> **Page extract**:
______________________________

ANAHEIM, CA – It was 1978 when California Angels outfielder Lyman Bostock was shot to death in Gary, Indiana. The shooting was about a mile from the home of the Jackson family, the musical group which consisted of Jackie, Tito, Marlon, Jermaine, and Michael. I chose to write about Lymon for the fact of the current events that surround us today. Another reason is simply you, Never can say Goodbye.
Bostock was on the Minnesota Twins and was paired with one of the greats in Rod Carew. He would pick Carew’s mind whenever he could and soak it all in like a sponge. Bostock was a fun loving .300 hitter and even back then, baseball was a business.
The cheap-ass Twins, who were owned by Cal Griffith at the time, let Bostock sign with the Angels through free agency. Angels owner Gene Autry, the “singing cowboy,” gave Bostock a $2.3 million, six year contract. This was after the 1977 season when Bostock’s salary was $20,000. He finished 2nd in batting average at .336 to Carew’s .388, in his last year as a Twin.

______________________________

> **The data**:
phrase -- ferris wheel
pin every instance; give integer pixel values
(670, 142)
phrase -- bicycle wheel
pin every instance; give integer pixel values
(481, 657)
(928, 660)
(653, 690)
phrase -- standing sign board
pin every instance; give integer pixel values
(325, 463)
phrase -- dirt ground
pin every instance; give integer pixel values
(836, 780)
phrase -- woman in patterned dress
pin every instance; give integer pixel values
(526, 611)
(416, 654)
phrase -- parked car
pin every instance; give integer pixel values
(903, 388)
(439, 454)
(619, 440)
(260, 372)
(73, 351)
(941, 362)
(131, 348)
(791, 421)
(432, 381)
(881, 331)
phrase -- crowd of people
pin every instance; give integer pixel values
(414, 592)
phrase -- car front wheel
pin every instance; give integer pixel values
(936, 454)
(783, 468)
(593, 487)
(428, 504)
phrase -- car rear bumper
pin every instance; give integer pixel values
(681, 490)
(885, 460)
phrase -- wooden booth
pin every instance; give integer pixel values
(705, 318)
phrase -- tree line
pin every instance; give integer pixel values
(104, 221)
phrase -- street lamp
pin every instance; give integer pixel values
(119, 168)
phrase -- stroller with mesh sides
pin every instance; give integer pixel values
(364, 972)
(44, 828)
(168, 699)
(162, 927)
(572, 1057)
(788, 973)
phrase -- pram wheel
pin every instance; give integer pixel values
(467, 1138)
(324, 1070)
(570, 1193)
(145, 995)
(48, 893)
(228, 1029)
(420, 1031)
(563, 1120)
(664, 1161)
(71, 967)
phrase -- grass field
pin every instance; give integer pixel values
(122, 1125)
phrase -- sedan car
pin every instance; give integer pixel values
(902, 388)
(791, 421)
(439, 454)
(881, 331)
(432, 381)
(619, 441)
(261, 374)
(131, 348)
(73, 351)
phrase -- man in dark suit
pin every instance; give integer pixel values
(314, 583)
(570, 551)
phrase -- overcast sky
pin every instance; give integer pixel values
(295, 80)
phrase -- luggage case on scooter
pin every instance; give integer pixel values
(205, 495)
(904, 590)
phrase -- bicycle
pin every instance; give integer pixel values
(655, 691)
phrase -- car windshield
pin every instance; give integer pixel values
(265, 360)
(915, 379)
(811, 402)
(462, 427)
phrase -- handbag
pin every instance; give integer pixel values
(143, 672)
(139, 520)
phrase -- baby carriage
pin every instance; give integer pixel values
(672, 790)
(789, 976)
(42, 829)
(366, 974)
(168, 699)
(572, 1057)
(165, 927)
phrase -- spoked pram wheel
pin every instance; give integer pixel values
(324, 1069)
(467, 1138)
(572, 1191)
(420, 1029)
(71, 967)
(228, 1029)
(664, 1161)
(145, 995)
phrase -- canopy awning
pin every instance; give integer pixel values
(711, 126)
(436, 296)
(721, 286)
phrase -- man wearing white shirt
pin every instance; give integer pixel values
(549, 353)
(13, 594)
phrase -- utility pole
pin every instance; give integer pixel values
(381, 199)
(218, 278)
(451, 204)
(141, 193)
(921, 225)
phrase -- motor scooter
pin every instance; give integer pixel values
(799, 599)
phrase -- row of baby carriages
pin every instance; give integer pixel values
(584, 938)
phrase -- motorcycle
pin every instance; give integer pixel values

______________________________

> **Problems to solve**:
(1) According to the Bostock article, how did Bostock move from the Minnesota Twins to the California Angels? Answer in one to three sentences.
(2) From the Bostock article, extract everything from "ANAHEIM, CA –" down to "was a business.".
This material has nothing to do with the Bostock article.

> **Per-task answers**:
(1) The Twins, then owned by Cal Griffith, let Bostock sign with the Angels through free agency. After the 1977 season, when his salary was $20,000, Angels owner Gene Autry gave him a $2.3 million, six-year contract.

(2)
ANAHEIM, CA – It was 1978 when California Angels outfielder Lyman Bostock was shot to death in Gary, Indiana. The shooting was about a mile from the home of the Jackson family, the musical group which consisted of Jackie, Tito, Marlon, Jermaine, and Michael. I chose to write about Lymon for the fact of the current events that surround us today. Another reason is simply you, Never can say Goodbye.
Bostock was on the Minnesota Twins and was paired with one of the greats in Rod Carew. He would pick Carew’s mind whenever he could and soak it all in like a sponge. Bostock was a fun loving .300 hitter and even back then, baseball was a business.